**Task directions:**
Update the records, starting at the line that contains "trace: railway track" and stopping after the line that contains "Now the railway", so that every "railway track" becomes "train track" and nothing else changes. Return only those lines.

--- start ---

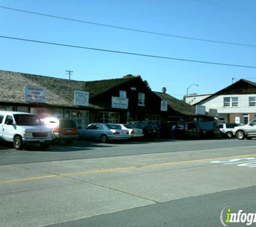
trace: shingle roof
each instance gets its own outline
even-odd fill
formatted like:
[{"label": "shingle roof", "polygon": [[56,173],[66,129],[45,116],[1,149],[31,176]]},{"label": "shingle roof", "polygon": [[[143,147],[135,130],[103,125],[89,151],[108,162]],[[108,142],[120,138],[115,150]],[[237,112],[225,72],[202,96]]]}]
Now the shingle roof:
[{"label": "shingle roof", "polygon": [[[0,70],[0,101],[28,103],[25,101],[24,88],[30,85],[46,88],[46,99],[49,105],[73,107],[73,94],[75,90],[89,91],[89,98],[92,98],[135,78],[130,77],[84,82]],[[97,107],[92,104],[89,107]]]},{"label": "shingle roof", "polygon": [[[249,88],[249,87],[250,87],[250,88]],[[202,103],[203,102],[211,98],[212,97],[215,97],[217,95],[255,94],[255,91],[256,83],[245,79],[240,79],[238,81],[237,81],[236,82],[232,83],[227,87],[226,87],[222,90],[216,92],[210,96],[204,98],[203,100],[201,100],[200,102]],[[232,93],[234,94],[232,94]]]},{"label": "shingle roof", "polygon": [[167,101],[169,106],[174,110],[184,115],[196,116],[196,108],[173,96],[161,92],[155,93],[163,101]]}]

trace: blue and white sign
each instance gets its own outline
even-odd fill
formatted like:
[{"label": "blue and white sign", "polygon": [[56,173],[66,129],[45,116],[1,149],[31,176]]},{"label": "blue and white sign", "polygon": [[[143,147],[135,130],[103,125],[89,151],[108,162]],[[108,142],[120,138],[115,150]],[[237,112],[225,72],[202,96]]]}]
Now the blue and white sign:
[{"label": "blue and white sign", "polygon": [[29,102],[45,103],[46,93],[45,88],[27,86],[25,87],[25,100]]},{"label": "blue and white sign", "polygon": [[74,105],[88,107],[89,105],[89,93],[87,91],[75,91]]},{"label": "blue and white sign", "polygon": [[112,108],[127,109],[128,107],[129,98],[112,97]]},{"label": "blue and white sign", "polygon": [[168,103],[167,101],[161,101],[161,111],[167,111],[168,107]]}]

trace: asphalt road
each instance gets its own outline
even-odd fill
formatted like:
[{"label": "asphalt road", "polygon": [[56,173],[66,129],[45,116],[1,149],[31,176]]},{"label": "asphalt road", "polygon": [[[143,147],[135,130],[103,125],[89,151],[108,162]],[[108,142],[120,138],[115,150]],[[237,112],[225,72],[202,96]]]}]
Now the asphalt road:
[{"label": "asphalt road", "polygon": [[0,165],[51,161],[60,161],[137,154],[202,150],[224,147],[256,145],[256,139],[171,140],[158,139],[154,141],[118,142],[101,144],[95,141],[75,141],[73,146],[57,143],[46,151],[39,147],[29,150],[16,151],[11,144],[0,143]]},{"label": "asphalt road", "polygon": [[[0,226],[223,226],[220,216],[227,206],[256,213],[255,142],[78,141],[49,151],[3,148]],[[33,158],[26,162],[29,154]],[[36,161],[47,154],[48,161]],[[16,163],[19,157],[22,161]]]}]

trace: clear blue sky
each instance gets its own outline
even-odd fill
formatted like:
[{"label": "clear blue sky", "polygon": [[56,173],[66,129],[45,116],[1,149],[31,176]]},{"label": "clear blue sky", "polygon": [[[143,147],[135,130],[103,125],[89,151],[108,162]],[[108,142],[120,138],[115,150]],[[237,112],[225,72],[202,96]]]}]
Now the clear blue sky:
[{"label": "clear blue sky", "polygon": [[[0,0],[0,6],[176,36],[256,45],[254,0]],[[0,8],[0,36],[256,67],[256,47],[150,34]],[[211,93],[256,69],[150,58],[0,38],[0,69],[90,81],[140,75],[182,98]]]}]

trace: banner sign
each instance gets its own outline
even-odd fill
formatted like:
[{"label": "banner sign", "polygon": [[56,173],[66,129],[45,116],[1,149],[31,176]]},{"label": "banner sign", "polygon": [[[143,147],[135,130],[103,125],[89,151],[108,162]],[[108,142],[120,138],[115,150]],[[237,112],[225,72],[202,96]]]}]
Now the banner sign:
[{"label": "banner sign", "polygon": [[205,115],[205,107],[204,105],[196,105],[196,114]]},{"label": "banner sign", "polygon": [[87,91],[75,91],[74,105],[88,107],[89,105],[89,93]]},{"label": "banner sign", "polygon": [[161,111],[167,111],[168,107],[168,103],[167,103],[167,101],[161,101]]},{"label": "banner sign", "polygon": [[112,97],[112,108],[128,109],[129,98]]},{"label": "banner sign", "polygon": [[45,103],[46,89],[35,86],[25,87],[25,100],[26,102]]}]

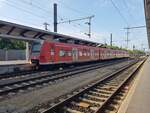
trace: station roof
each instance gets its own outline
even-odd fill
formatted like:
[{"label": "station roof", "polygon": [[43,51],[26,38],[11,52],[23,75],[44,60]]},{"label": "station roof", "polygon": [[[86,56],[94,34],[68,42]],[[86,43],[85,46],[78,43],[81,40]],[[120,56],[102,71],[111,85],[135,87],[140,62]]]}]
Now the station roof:
[{"label": "station roof", "polygon": [[100,45],[100,43],[87,41],[76,37],[50,32],[42,29],[19,25],[16,23],[6,22],[2,20],[0,20],[0,38],[14,38],[26,41],[43,39],[66,43],[84,44],[90,46]]},{"label": "station roof", "polygon": [[148,43],[150,47],[150,0],[144,0],[144,8],[145,8]]}]

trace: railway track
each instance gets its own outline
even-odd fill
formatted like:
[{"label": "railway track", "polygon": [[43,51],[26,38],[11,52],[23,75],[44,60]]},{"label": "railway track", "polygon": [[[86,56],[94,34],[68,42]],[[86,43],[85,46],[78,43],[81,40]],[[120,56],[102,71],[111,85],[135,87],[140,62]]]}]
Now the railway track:
[{"label": "railway track", "polygon": [[131,63],[79,92],[75,92],[74,95],[42,113],[105,113],[107,104],[110,104],[114,96],[119,93],[143,63],[144,61]]},{"label": "railway track", "polygon": [[[98,62],[96,64],[94,64],[95,66],[96,65],[111,65],[112,63],[119,63],[119,62],[123,62],[123,61],[126,61],[127,59],[119,59],[119,60],[116,60],[116,61],[113,61],[113,60],[110,60],[110,61],[103,61],[103,62]],[[6,74],[0,74],[0,80],[7,80],[7,79],[13,79],[13,78],[21,78],[21,77],[28,77],[28,76],[36,76],[36,75],[41,75],[41,74],[44,74],[44,73],[47,73],[47,74],[52,74],[52,73],[56,73],[56,74],[59,74],[59,73],[63,73],[63,72],[67,72],[67,71],[70,71],[71,69],[72,70],[78,70],[78,69],[81,69],[81,68],[86,68],[86,67],[90,67],[91,65],[93,64],[88,64],[88,65],[82,65],[82,66],[75,66],[73,68],[67,68],[67,69],[64,69],[64,70],[56,70],[55,71],[43,71],[43,70],[31,70],[31,71],[20,71],[20,72],[14,72],[14,73],[6,73]],[[93,65],[93,66],[94,66]],[[57,72],[56,72],[57,71]]]},{"label": "railway track", "polygon": [[0,96],[7,95],[12,92],[15,93],[20,90],[25,90],[31,87],[36,87],[36,86],[39,87],[39,85],[47,85],[48,83],[52,83],[57,80],[65,79],[73,75],[77,75],[79,73],[91,71],[109,65],[112,65],[112,63],[103,64],[103,65],[96,64],[96,65],[84,66],[79,69],[71,69],[68,71],[61,71],[61,72],[56,72],[51,74],[43,73],[42,75],[39,76],[30,76],[25,79],[19,79],[19,80],[12,80],[12,81],[9,80],[5,82],[1,81]]}]

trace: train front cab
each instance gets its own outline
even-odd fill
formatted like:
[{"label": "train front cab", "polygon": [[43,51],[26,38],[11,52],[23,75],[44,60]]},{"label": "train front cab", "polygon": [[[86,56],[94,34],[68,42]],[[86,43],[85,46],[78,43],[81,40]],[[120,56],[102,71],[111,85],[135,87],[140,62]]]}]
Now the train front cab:
[{"label": "train front cab", "polygon": [[32,43],[31,49],[31,62],[33,64],[39,65],[41,47],[43,46],[44,41],[34,41]]}]

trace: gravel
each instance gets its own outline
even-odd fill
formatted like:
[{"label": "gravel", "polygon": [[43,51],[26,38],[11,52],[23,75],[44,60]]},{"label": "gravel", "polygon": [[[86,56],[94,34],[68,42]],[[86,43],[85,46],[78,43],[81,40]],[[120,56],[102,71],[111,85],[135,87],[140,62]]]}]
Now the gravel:
[{"label": "gravel", "polygon": [[22,113],[37,106],[41,106],[47,102],[54,101],[56,98],[69,92],[88,85],[92,81],[112,73],[118,68],[123,67],[128,62],[114,64],[97,70],[78,74],[76,76],[60,80],[54,84],[37,88],[36,90],[28,90],[28,93],[20,93],[13,95],[13,98],[7,98],[0,102],[0,113]]}]

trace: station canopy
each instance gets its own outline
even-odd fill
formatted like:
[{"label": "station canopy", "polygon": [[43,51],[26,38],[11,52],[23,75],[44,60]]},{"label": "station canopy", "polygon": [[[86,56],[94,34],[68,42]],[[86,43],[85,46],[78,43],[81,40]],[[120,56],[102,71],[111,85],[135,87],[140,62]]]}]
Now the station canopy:
[{"label": "station canopy", "polygon": [[144,0],[148,43],[150,47],[150,0]]},{"label": "station canopy", "polygon": [[100,43],[2,20],[0,20],[0,38],[18,39],[24,41],[49,40],[53,42],[64,42],[90,46],[101,45]]}]

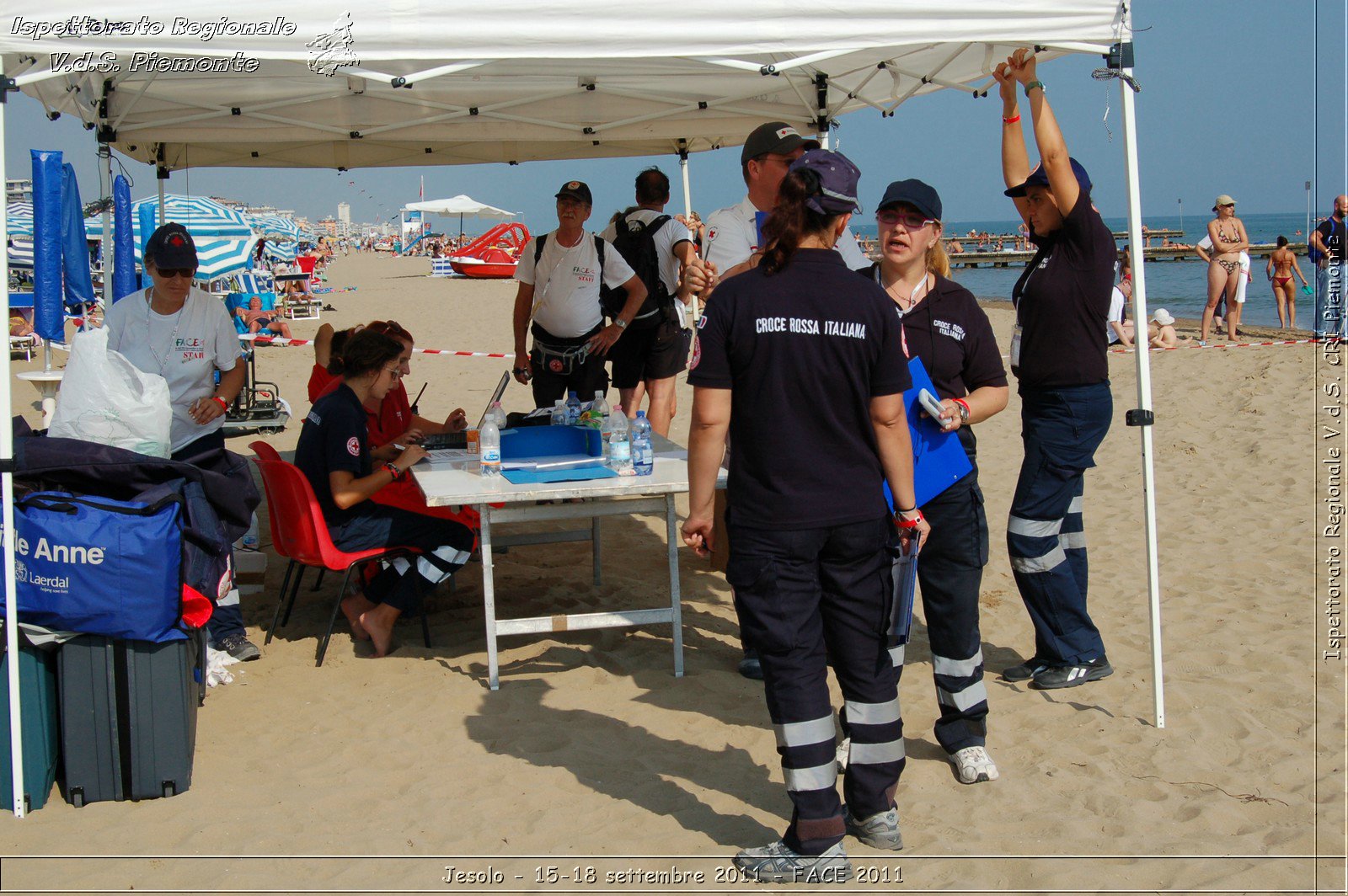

--- end ---

**Solution for this task:**
trace: train track
each instance gets its own outline
even-odd fill
formatted like:
[{"label": "train track", "polygon": [[43,51],[26,38],[11,52],[23,75],[44,60]]},{"label": "train track", "polygon": [[[86,56],[94,34],[68,42]],[[86,43],[85,46],[78,43],[81,40]],[[120,56],[102,71],[111,85],[135,87],[140,62]]]}]
Now the train track:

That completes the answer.